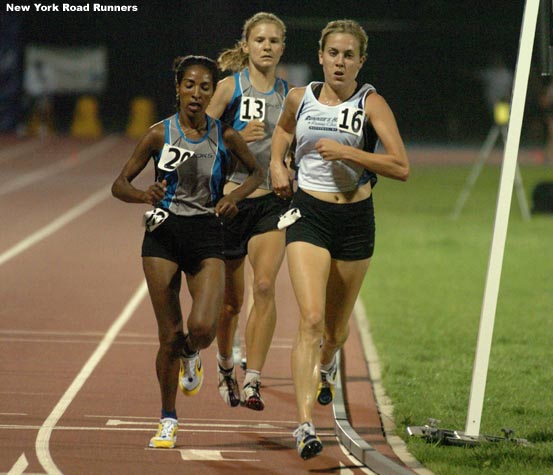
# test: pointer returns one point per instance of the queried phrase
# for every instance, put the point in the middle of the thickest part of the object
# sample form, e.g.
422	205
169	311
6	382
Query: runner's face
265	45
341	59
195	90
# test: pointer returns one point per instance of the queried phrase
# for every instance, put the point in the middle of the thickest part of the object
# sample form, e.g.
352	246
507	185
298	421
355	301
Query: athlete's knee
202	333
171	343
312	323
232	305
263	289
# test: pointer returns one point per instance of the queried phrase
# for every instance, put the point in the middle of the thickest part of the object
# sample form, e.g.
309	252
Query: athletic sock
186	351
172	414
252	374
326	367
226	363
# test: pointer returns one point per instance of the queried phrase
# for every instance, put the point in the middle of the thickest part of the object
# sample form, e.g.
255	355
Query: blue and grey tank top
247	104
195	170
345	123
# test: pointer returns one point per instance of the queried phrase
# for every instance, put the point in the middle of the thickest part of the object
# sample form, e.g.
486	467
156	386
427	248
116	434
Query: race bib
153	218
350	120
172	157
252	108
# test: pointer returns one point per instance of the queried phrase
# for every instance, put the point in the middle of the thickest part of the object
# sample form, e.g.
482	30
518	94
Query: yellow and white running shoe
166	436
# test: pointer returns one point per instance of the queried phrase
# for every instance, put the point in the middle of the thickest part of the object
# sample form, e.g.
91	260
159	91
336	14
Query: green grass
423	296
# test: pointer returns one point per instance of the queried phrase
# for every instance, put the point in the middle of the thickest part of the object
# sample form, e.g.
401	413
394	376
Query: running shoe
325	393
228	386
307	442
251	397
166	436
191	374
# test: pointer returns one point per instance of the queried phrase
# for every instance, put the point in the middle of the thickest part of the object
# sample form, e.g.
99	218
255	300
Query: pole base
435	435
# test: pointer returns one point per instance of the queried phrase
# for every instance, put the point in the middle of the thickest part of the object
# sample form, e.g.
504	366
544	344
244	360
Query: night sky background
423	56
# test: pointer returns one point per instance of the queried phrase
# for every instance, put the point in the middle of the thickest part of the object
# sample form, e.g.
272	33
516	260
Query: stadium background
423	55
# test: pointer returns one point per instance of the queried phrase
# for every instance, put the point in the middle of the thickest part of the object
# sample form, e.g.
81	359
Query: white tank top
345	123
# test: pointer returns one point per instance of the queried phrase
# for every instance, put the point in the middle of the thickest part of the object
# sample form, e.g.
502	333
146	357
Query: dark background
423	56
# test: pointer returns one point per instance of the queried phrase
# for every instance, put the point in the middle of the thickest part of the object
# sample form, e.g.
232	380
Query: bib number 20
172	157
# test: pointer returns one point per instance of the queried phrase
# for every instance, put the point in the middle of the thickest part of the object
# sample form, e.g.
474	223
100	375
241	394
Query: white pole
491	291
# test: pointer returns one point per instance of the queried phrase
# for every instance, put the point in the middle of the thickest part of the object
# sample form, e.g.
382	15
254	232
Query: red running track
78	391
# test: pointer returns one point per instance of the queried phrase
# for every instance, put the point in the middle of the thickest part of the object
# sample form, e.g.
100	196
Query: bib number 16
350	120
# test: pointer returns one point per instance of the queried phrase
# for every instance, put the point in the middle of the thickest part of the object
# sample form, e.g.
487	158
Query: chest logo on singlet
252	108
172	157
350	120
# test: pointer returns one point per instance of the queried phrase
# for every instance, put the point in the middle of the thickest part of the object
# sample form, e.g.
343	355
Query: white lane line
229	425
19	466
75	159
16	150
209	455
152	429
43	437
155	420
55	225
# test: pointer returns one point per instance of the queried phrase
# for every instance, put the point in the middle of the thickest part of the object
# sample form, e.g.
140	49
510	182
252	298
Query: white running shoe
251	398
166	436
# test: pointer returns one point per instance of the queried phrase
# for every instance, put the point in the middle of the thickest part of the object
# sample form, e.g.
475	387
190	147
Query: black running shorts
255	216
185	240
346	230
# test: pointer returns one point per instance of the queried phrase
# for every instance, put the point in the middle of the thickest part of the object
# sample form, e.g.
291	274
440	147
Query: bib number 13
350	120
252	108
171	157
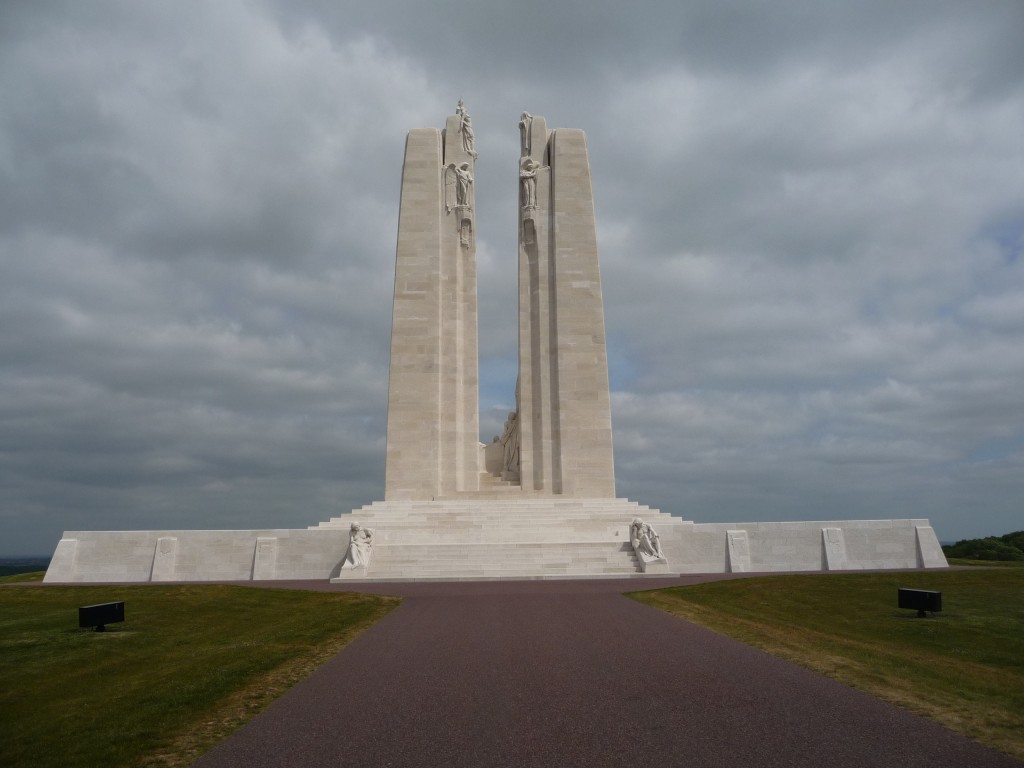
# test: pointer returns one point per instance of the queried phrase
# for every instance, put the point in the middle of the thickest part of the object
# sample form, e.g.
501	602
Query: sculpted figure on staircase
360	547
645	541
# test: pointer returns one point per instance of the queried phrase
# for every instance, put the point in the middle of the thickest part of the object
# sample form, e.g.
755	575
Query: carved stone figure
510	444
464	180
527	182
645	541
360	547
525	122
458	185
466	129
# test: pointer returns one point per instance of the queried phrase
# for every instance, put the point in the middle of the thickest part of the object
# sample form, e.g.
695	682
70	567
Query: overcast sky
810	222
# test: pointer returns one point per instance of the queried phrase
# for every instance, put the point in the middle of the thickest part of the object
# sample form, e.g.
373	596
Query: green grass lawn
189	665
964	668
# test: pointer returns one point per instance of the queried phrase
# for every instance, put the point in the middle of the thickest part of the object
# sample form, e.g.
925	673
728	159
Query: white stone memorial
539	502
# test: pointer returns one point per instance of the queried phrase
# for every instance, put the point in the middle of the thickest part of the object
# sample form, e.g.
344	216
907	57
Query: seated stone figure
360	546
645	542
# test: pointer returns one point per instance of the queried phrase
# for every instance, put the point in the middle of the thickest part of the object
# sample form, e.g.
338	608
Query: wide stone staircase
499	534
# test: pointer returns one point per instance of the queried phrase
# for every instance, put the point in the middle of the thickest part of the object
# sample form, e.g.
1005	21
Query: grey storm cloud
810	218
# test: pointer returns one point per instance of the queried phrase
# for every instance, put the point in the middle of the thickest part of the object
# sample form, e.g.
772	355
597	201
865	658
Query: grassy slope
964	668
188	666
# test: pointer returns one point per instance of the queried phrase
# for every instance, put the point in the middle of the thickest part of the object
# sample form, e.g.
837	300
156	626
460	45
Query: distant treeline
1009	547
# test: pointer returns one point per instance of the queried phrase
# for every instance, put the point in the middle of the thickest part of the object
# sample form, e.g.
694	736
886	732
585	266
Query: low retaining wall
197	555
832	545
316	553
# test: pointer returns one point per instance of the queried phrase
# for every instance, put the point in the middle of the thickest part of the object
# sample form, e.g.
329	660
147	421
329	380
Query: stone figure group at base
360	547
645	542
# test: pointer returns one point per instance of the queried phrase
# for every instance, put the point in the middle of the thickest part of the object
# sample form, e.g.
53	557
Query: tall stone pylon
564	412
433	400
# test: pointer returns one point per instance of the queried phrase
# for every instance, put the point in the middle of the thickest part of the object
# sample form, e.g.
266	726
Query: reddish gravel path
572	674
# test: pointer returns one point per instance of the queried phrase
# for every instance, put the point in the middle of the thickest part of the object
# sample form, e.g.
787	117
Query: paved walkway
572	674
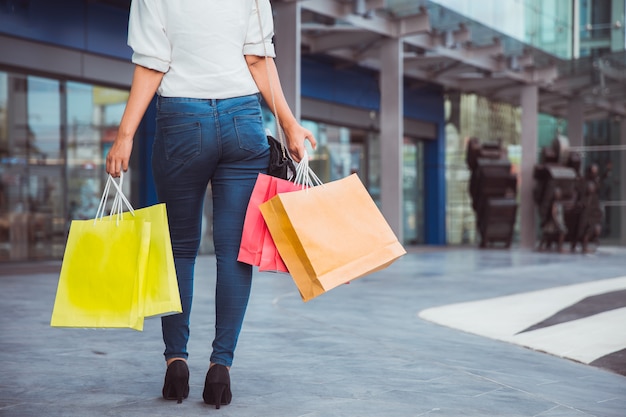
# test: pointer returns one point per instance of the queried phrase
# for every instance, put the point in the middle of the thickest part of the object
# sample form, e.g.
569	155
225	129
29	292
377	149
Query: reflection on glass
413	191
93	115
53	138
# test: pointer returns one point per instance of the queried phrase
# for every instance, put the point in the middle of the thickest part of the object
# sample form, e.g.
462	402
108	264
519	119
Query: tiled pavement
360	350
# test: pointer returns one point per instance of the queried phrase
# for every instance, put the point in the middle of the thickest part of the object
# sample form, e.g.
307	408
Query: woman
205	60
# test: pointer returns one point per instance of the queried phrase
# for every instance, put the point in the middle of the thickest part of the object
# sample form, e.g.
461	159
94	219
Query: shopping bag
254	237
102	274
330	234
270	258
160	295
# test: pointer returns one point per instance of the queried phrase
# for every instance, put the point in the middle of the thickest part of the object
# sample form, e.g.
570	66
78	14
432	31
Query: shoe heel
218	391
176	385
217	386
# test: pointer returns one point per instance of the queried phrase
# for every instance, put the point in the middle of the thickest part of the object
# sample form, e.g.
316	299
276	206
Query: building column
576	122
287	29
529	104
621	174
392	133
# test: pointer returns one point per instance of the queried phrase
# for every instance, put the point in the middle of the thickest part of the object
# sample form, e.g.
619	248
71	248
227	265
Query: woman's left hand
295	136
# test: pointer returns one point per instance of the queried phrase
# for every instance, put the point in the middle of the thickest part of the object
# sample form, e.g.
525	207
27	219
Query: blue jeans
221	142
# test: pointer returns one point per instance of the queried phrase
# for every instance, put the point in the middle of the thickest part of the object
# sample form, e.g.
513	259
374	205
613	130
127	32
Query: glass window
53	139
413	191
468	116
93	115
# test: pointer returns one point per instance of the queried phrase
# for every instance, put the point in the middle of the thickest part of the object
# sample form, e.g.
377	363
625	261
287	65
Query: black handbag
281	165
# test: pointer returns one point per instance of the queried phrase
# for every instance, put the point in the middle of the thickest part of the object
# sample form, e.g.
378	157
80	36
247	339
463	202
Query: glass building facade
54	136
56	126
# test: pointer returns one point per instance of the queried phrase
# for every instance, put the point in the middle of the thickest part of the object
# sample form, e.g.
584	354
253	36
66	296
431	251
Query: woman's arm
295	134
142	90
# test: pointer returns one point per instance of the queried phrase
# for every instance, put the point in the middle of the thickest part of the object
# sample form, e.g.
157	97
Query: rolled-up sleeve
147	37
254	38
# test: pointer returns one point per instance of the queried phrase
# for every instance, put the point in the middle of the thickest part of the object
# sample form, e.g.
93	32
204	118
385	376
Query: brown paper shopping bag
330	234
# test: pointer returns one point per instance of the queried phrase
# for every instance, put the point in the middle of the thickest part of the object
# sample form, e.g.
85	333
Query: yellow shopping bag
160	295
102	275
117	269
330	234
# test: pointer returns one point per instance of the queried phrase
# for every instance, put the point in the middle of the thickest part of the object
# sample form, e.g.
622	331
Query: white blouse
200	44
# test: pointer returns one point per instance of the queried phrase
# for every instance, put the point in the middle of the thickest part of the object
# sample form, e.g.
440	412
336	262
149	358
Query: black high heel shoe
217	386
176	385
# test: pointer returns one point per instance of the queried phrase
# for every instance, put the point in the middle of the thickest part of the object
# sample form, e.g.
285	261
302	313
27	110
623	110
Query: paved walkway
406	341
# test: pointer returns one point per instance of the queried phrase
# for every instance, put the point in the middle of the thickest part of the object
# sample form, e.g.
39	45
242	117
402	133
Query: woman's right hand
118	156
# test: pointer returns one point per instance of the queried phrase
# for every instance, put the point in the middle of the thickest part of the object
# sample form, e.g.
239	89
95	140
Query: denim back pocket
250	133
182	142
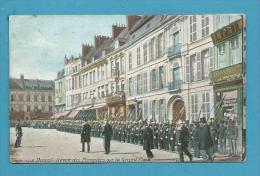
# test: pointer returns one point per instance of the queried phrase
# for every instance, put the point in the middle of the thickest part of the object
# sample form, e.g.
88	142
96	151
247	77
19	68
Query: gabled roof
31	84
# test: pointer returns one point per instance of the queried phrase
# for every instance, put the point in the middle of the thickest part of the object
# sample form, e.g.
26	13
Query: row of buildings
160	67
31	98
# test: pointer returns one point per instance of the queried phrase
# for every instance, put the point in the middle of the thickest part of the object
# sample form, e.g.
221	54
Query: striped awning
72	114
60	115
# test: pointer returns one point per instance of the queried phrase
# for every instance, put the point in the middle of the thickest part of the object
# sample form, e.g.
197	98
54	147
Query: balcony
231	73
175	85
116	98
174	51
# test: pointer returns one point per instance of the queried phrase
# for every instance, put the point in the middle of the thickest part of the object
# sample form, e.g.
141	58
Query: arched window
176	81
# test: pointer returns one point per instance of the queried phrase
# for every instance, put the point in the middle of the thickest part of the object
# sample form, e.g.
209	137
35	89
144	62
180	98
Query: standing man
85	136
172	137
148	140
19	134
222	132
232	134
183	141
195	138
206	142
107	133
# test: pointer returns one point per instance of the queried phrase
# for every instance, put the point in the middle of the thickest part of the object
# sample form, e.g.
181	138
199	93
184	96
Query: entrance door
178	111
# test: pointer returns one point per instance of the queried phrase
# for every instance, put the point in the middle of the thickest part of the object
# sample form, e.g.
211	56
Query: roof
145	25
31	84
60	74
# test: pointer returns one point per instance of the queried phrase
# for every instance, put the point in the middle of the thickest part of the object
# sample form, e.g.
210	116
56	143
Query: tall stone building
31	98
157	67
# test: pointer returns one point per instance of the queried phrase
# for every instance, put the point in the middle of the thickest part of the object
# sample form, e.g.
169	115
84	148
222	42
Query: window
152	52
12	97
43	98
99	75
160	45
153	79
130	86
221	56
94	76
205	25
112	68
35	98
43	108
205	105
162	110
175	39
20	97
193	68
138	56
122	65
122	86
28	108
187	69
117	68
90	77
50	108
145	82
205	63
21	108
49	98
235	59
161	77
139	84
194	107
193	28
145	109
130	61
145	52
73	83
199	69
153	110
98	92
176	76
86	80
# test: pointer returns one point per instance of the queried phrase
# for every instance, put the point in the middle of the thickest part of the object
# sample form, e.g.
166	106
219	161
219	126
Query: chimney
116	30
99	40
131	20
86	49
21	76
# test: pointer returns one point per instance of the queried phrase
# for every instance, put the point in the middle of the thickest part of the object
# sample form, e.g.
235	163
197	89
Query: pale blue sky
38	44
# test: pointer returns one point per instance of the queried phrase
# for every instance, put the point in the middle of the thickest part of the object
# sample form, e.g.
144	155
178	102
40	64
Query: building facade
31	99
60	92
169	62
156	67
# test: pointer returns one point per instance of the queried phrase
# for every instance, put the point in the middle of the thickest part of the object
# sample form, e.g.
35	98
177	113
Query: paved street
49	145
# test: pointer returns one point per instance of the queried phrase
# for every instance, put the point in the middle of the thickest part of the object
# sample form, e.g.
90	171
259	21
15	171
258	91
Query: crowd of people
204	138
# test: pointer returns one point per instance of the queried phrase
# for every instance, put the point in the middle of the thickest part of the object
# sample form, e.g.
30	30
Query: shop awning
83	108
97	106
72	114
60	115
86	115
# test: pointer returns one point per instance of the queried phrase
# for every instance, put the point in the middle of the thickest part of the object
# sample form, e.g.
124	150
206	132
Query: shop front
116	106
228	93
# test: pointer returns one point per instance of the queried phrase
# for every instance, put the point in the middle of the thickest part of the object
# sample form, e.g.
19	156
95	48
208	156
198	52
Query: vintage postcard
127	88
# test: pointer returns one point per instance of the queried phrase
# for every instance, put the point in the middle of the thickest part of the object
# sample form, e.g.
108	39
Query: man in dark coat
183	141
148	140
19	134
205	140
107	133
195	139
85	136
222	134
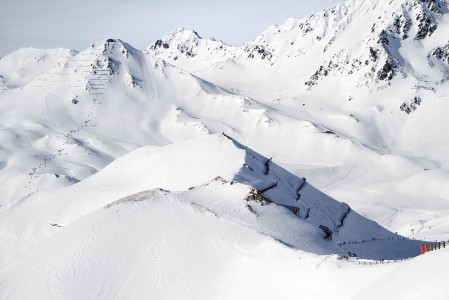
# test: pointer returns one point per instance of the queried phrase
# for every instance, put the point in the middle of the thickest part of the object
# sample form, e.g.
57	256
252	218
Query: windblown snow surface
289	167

TASK OBJECTIVE:
Show each line of the entries above that contains the word "glass". Case counts.

ANSWER TO THE PROBLEM:
Query: reflection on glass
Query: glass window
Query: glass building facade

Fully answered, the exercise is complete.